Reproduce the rows verbatim, starting at the beginning of the rows and ending at the line that contains "[[280, 154], [365, 116]]", with both ends included.

# DATA EXTRACT start

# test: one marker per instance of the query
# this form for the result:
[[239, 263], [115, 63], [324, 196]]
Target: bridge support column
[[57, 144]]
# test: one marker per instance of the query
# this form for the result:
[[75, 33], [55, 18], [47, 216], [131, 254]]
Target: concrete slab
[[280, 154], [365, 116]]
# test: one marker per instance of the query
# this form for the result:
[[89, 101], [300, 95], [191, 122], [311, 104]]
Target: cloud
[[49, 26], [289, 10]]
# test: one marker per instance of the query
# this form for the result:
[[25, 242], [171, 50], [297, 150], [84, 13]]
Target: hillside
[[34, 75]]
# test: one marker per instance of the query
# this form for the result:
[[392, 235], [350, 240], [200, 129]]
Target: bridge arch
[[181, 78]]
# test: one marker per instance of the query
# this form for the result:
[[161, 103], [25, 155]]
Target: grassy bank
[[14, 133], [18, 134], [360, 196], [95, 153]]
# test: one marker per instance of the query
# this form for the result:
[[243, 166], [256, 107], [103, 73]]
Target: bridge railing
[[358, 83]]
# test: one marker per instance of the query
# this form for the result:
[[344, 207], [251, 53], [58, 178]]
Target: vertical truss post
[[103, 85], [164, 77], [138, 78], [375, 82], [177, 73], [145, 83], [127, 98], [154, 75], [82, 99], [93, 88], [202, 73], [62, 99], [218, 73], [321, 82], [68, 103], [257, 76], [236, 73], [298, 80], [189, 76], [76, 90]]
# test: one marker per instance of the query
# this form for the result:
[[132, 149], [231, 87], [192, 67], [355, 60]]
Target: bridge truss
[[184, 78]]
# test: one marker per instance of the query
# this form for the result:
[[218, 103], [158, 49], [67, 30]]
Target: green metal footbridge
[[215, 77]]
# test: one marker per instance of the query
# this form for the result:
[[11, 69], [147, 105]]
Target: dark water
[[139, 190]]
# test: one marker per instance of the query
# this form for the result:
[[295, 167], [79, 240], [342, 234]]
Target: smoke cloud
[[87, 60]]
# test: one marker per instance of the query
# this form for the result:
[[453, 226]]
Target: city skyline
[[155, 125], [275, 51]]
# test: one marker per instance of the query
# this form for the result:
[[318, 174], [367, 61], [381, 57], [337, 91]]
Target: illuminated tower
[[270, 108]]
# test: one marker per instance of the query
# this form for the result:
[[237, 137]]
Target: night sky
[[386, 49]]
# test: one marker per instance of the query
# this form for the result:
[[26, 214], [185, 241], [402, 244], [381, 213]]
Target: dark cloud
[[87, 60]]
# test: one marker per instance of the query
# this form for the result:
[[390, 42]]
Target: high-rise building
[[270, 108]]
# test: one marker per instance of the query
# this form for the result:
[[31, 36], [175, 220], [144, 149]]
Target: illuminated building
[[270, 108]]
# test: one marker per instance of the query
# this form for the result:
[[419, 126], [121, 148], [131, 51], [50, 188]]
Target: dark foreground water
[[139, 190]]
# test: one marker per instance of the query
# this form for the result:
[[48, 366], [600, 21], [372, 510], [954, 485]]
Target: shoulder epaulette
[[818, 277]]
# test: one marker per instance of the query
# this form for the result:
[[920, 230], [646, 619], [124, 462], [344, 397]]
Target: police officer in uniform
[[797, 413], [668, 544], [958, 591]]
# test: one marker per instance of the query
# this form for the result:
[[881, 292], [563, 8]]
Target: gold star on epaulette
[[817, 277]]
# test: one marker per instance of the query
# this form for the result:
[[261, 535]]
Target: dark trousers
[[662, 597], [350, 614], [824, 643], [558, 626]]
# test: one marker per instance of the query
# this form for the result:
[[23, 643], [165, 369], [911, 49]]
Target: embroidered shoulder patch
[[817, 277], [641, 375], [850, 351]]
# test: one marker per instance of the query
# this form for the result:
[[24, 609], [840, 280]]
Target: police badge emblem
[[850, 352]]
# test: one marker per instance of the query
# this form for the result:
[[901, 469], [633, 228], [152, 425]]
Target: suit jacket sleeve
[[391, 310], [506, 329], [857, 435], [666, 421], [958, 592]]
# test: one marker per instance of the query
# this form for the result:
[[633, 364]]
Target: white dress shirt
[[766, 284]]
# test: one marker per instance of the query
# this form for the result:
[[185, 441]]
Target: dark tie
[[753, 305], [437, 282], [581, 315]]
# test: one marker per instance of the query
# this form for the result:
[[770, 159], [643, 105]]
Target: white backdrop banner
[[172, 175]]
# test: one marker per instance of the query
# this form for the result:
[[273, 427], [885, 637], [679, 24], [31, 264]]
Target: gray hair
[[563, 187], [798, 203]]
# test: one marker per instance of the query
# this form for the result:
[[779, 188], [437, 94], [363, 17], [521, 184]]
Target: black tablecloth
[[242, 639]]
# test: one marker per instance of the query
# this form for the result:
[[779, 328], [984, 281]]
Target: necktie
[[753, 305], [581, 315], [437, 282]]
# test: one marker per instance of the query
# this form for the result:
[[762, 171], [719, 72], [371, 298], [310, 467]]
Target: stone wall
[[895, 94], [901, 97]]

# DATA EXTRACT end

RESULT:
# test: one marker per instance of the query
# this form for the result:
[[239, 263], [115, 63], [324, 196]]
Target: bridge support column
[[57, 144]]
# test: one marker per instance of the query
# this form for the result:
[[75, 33], [55, 18], [47, 216], [131, 254]]
Target: concrete slab
[[280, 154], [365, 116]]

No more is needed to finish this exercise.